"""

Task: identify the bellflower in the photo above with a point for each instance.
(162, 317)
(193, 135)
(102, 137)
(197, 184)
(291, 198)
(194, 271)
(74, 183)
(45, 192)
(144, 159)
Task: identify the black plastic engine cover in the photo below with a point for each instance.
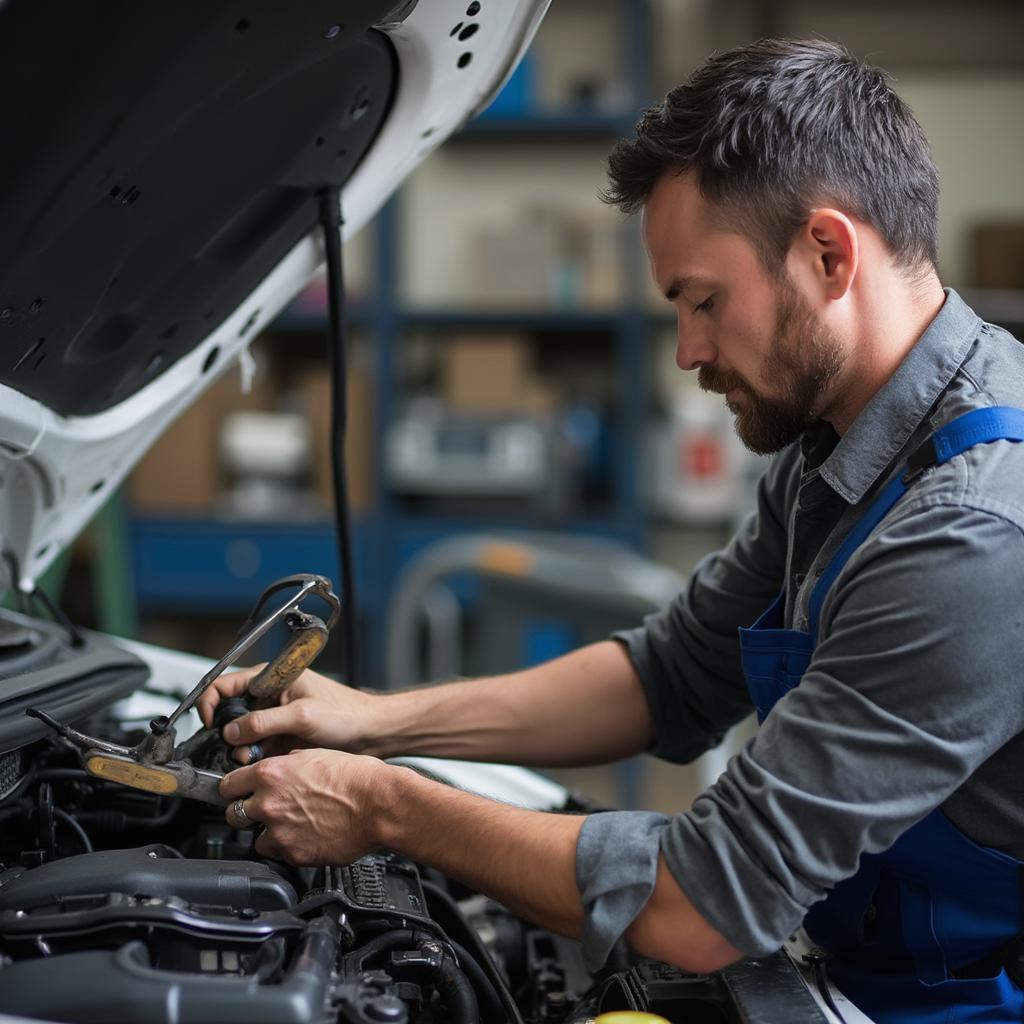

"""

**Exercise objective**
Only the text of the records is to be reproduced exactly; skip the pictures.

**Your response**
Task: identify the bellflower in the photo above with a point for each instance.
(162, 317)
(193, 135)
(102, 137)
(197, 184)
(291, 198)
(194, 271)
(74, 183)
(45, 192)
(144, 159)
Task: identify the black plastic engine cover in the photo below with a point for each instance.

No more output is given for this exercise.